Enunciado A | Quais são todos os padrões numerados que o texto sobre os resultados do Projeto GIP apresenta? Liste apenas o nome de cada padrão, sem a descrição que vem depois dos dois-pontos.
Enunciado B | No texto sobre os resultados do Projeto GIP, o que a ausência de casos de mulheres superdotadas com pais não superdotados sugere?
Enunciado C | Retome o texto sobre os resultados do Projeto GIP a partir da última frase e dê continuidade a ele.

Texto fornecido |
Resultados do Projeto GIP

Os dados coletados pelo Projeto GIP revelam padrões distintos de transmissão de altas habilidades cognitivas:

1. Pais com altas habilidades e filhos superdotados: A maioria dos casos estudados.

2. Pai superdotado e mãe não superdotada com filho(a) com QI maior que o pai: Uma ocorrência significativa.

3. Pai superdotado e mãe não superdotada com filho(a) com QI menor que o pai: Casos também documentados.

4. Pai superdotado e mãe com altas habilidades com filhos superdotados: Todos os casos observados.

5. Mãe e pai superdotados com filhos superdotados: Consistência observada em todos os casos.

6. Ausência de casos de mulheres superdotadas com pais não superdotados: Uma lacuna nos dados que sugere a necessidade de maior amostragem.

A análise destes resultados sugere uma forte componente genética na transmissão da superdotação, particularmente quando ambos os pais apresentam altas habilidades cognitivas. No entanto, a influência ambiental e a interação gene-ambiente não podem ser subestimadas.

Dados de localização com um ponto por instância
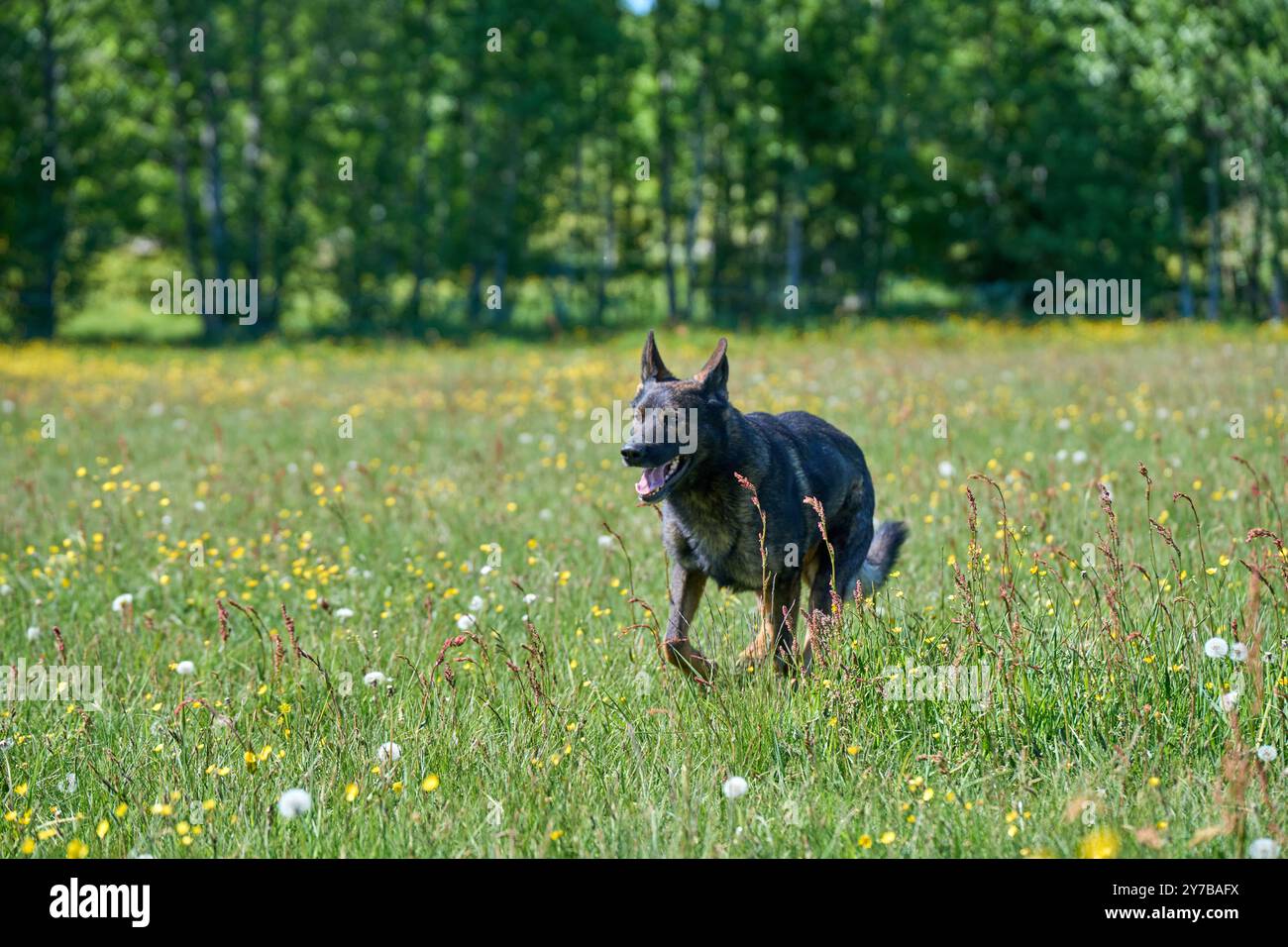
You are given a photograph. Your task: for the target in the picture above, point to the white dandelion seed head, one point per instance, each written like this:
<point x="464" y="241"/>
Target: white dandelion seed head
<point x="1263" y="848"/>
<point x="294" y="802"/>
<point x="734" y="787"/>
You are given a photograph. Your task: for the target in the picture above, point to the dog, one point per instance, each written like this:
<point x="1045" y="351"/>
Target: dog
<point x="694" y="446"/>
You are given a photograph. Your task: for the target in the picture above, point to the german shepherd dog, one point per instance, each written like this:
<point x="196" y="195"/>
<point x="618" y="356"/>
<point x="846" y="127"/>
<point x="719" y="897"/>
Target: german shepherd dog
<point x="692" y="442"/>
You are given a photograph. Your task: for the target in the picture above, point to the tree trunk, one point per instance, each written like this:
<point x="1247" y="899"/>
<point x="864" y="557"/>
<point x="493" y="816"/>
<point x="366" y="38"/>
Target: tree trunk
<point x="42" y="312"/>
<point x="1214" y="308"/>
<point x="1181" y="244"/>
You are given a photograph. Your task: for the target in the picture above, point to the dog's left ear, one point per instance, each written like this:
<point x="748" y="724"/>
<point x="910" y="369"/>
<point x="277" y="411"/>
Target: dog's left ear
<point x="713" y="375"/>
<point x="651" y="364"/>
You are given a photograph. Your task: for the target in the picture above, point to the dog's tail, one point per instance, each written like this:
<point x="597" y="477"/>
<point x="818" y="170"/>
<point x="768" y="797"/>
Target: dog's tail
<point x="883" y="554"/>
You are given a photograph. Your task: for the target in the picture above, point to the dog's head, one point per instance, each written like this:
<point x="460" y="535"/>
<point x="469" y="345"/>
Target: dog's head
<point x="677" y="423"/>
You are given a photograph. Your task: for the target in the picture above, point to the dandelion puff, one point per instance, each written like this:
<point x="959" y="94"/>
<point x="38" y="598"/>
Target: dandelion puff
<point x="734" y="787"/>
<point x="294" y="802"/>
<point x="1263" y="848"/>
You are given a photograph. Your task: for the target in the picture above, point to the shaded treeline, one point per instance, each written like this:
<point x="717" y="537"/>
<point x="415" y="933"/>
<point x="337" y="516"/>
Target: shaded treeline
<point x="588" y="161"/>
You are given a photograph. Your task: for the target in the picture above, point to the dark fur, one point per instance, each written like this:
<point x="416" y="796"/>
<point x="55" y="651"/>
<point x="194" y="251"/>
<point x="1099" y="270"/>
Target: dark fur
<point x="711" y="528"/>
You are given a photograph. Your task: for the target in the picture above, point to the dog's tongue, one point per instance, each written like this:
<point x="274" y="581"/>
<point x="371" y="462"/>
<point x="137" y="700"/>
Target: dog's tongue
<point x="651" y="479"/>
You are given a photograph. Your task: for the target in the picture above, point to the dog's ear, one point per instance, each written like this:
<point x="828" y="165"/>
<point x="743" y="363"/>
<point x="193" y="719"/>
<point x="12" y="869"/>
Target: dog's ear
<point x="713" y="375"/>
<point x="651" y="364"/>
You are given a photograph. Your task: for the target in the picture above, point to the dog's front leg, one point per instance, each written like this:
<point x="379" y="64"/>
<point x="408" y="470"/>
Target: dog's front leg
<point x="686" y="592"/>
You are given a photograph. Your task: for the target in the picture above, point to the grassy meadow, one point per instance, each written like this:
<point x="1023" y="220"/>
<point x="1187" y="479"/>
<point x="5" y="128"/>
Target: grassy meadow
<point x="469" y="578"/>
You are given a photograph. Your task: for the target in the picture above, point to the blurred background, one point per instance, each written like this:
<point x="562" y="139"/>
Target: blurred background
<point x="390" y="167"/>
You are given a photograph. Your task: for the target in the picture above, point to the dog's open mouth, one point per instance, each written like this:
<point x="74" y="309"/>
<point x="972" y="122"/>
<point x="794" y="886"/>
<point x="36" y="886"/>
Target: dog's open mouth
<point x="656" y="479"/>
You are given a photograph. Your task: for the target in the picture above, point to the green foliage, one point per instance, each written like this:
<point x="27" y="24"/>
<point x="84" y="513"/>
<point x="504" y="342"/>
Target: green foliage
<point x="1077" y="136"/>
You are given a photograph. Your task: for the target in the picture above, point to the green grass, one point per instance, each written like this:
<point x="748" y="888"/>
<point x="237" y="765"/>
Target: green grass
<point x="1100" y="733"/>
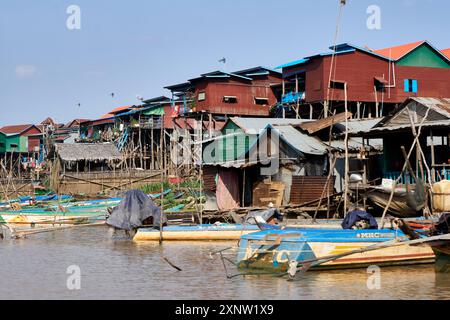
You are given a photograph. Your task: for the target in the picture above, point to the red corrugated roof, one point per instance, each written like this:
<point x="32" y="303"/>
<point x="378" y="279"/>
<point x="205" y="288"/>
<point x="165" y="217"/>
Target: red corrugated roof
<point x="446" y="52"/>
<point x="398" y="52"/>
<point x="107" y="116"/>
<point x="16" y="129"/>
<point x="120" y="109"/>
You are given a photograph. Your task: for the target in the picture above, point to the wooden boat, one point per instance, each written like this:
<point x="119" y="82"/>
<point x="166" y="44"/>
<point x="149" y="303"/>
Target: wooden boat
<point x="219" y="232"/>
<point x="275" y="250"/>
<point x="441" y="249"/>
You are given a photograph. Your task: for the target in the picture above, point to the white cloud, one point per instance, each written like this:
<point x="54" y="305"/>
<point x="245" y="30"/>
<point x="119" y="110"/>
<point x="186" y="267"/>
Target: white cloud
<point x="25" y="71"/>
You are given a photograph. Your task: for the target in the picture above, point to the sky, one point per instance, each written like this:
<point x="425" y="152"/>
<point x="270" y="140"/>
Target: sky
<point x="135" y="48"/>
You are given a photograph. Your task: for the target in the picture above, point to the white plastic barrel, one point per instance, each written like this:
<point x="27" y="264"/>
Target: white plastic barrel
<point x="441" y="196"/>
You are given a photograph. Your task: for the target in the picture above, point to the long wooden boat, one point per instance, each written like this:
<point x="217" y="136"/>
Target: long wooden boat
<point x="441" y="249"/>
<point x="398" y="206"/>
<point x="222" y="232"/>
<point x="274" y="250"/>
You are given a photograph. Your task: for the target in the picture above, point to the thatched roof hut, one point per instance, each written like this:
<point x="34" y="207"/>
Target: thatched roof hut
<point x="88" y="152"/>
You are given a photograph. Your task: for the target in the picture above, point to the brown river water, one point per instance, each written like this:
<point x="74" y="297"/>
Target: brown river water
<point x="36" y="268"/>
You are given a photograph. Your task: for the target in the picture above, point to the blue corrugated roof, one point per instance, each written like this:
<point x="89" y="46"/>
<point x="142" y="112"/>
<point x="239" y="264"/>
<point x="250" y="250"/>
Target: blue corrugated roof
<point x="293" y="63"/>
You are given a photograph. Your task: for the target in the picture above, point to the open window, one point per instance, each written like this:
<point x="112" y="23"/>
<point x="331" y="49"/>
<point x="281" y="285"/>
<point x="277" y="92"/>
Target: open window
<point x="411" y="85"/>
<point x="380" y="83"/>
<point x="230" y="99"/>
<point x="337" y="84"/>
<point x="261" y="101"/>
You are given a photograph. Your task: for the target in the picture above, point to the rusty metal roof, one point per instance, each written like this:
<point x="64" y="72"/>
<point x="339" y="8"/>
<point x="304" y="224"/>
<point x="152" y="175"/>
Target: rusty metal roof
<point x="300" y="141"/>
<point x="441" y="105"/>
<point x="256" y="125"/>
<point x="88" y="151"/>
<point x="16" y="129"/>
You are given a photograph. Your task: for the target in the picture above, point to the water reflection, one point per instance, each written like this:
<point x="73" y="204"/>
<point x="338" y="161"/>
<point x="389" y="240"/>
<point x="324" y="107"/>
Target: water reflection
<point x="121" y="269"/>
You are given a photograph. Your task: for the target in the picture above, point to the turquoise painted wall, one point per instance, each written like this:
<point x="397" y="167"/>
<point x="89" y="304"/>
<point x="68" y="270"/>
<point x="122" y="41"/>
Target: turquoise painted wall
<point x="424" y="56"/>
<point x="7" y="142"/>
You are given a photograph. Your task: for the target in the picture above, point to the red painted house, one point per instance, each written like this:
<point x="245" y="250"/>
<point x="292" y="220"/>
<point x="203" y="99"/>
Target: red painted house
<point x="247" y="92"/>
<point x="26" y="138"/>
<point x="376" y="81"/>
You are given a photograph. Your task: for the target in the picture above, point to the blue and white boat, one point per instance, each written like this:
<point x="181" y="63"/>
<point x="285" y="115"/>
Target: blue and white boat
<point x="204" y="232"/>
<point x="276" y="250"/>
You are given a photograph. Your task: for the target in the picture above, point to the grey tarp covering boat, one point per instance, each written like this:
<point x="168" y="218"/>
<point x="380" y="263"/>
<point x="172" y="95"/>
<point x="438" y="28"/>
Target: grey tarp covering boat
<point x="133" y="210"/>
<point x="262" y="216"/>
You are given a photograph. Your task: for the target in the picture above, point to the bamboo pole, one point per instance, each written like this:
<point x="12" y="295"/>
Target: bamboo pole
<point x="391" y="197"/>
<point x="347" y="168"/>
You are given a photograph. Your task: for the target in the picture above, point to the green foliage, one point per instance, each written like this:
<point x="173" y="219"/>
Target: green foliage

Resposta escrita A |
1. Pais com altas habilidades e filhos superdotados
2. Pai superdotado e mãe não superdotada com filho(a) com QI maior que o pai
3. Pai superdotado e mãe não superdotada com filho(a) com QI menor que o pai
4. Pai superdotado e mãe com altas habilidades com filhos superdotados
5. Mãe e pai superdotados com filhos superdotados
6. Ausência de casos de mulheres superdotadas com pais não superdotados

Resposta escrita B | Sugere a necessidade de maior amostragem.

Resposta escrita C |
Revisão da Literatura Científica

Estudos de associação genômica ampla (GWAS) estabelecem que a inteligência humana é altamente hereditária e poligênica. Uma análise genômica ampla de 3511 adultos não relacionados com dados sobre 549 692 polimorfismos de nucleotídeo único (SNPs) e fenótipos detalhados em características cognitivas estimou que 40% da variação na inteligência do tipo cristalizado e 51% da variação na inteligência do tipo fluido entre os indivíduos é explicada pelo desequilíbrio de ligação entre marcadores de SNP comuns genotipados e variantes causais desconhecidas. Se a herdabilidade no sentido restrito da inteligência for de ~60% nas faixas etárias estudadas nas amostras do CAGES, então nem toda a variação aditiva é explicada pelas análises. (DAVIES, G. et al., 2011).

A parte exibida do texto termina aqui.